EXERCISE REQUIREMENTS: In the lines below, swap "instance" for "occurrence" and reproduce every line with nothing else changed.

Source data:
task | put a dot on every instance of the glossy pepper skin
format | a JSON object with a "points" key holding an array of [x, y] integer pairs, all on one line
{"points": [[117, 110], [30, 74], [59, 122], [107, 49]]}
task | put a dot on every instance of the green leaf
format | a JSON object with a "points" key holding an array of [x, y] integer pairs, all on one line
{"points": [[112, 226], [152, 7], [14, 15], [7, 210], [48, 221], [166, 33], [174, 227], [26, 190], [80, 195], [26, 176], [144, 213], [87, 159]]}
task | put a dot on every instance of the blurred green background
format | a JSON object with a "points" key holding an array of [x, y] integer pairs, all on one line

ANSWER TO THE TASK:
task | put a dot on every occurrence of the glossy pepper skin
format | a JSON object with a "points" key holding an array of [x, y] integer pairs, all on one line
{"points": [[117, 110], [30, 74], [59, 122], [107, 49]]}
task | put a dot on every occurrence of the green leaf
format | a JSON object with a "points" key holding an array of [x, y] integer pairs, all on one line
{"points": [[112, 226], [152, 7], [14, 15], [7, 210], [48, 221], [166, 33], [174, 227], [26, 190], [80, 195], [26, 176], [144, 213], [87, 159]]}
task | put a dot on every occurrence of the blurred green background
format | a JSON object with a "points" key holding an array of [x, y] integer pairs, all on one line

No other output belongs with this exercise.